TEXT FOR ANALYSIS:
50 sessions per day (a modest workload for a personal agent):

• Daily cost: $4.50
• Monthly cost: $135/month

Local Ollama setup:

• Hardware: MacBook you already own (or a $600 used Mac Mini with 32GB)
• Electricity: ~$3–5/month for the extra GPU load
• API costs: $0/month

That's $135 vs $5. Per month. Every month. Forever.

And that's with one cloud model. If you're using GPT-4.1 for some tasks and Claude for others — which is common with multi-model routing setups — your cloud bill climbs higher. The local model sits there, burning electricity and nothing else.

Over a year, the cloud agent costs $1,620. The local agent costs $60 in electricity. You're paying $1,560 per year for the privilege of sending your data to someone else's computer.

What Local Models Still Can't Do

I'd be lying if I told you to cancel your Anthropic subscription today. Local models have crossed the "good enough" threshold, but "good enough" has boundaries.

REQUIRED ACTION A: In the text on local and cloud model costs, why would the writer be lying to advise canceling the Anthropic subscription today? Answer in one to three sentences.
REQUIRED ACTION B: Mark each statement (i), (ii) and (iii) yes or no against the text on local and cloud model costs, and quote the words that decide it: (i) At 50 sessions per day, the cloud setup costs $135 a month. (ii) The local setup carries $5 a month in API costs. (iii) Over a year, the local agent costs $60 in electricity.
REQUIRED ACTION C: Please carry the text on local and cloud model costs forward from its final sentence.
The lines that come next are separate material, not part of the text on local and cloud model costs.

DATA BELOW:
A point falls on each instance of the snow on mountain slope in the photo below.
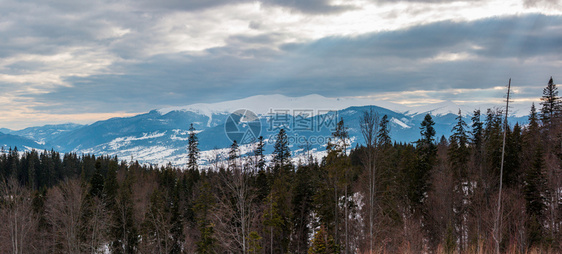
(262, 104)
(441, 108)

RESPONSE A: Local models have crossed the "good enough" threshold, but that level still has limits. In the text's words, "good enough" has boundaries.

RESPONSE B:
(i) Yes: "Monthly cost: $135/month"
(ii) No: "API costs: $0/month"
(iii) Yes: "The local agent costs $60 in electricity."

RESPONSE C:
Where 27B models fall short:

• Complex multi-file code generation. Ask a local Qwen 3.5 to refactor a 500-line TypeScript module and it'll give you a decent attempt. Ask Claude Opus to do it and it'll give you production-ready code with edge cases handled. The gap is real.
• Long context reasoning. Most local models tap out around 32K–128K context. Opus handles 200K. If your agent needs to reason over an entire codebase, local models choke.
• Nuanced instruction following. Local models are more likely to ignore subtle constraints in complex prompts. They'll do the task, but miss the finer points.
• Novel problem-solving. For tasks that require genuine creativity or reasoning about unfamiliar domains, larger cloud models still have an edge.

The honest recommendation: go hybrid.

OpenClaw supports multi-model routing, which means you can send 80% of your tasks to the local model and route the hard stuff to a cloud API. File management? Local. Discord responses? Local. Complex coding task? Route to Opus.

This is the setup I actually use. Check our multi-model routing tutorial for the full walkthrough — but the short version is you define routing rules in your OpenClaw config, and the framework picks the right model for each task automatically.

models:
  default: ollama/qwen3.5:27b
  coding: anthropic/claude-opus-4
  routing:
    - match: "write code|refactor|debug"
      model: coding
    - match: "*"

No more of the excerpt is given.